• **The data**:
=====

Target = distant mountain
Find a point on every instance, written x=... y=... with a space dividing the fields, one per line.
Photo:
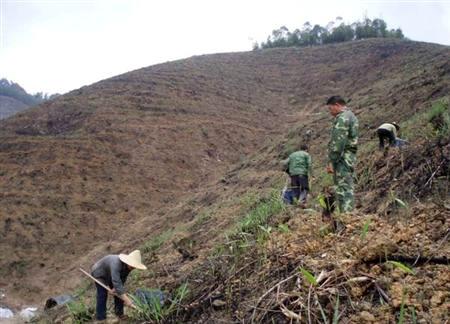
x=13 y=98
x=10 y=106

=====

• **What you will do**:
Set down every one of the entries above verbatim, leaving out the pictures.

• **Correct response**:
Target = distant mountain
Find a point on every instance, written x=... y=... with a space dividing the fields, one per line.
Photo:
x=13 y=98
x=10 y=106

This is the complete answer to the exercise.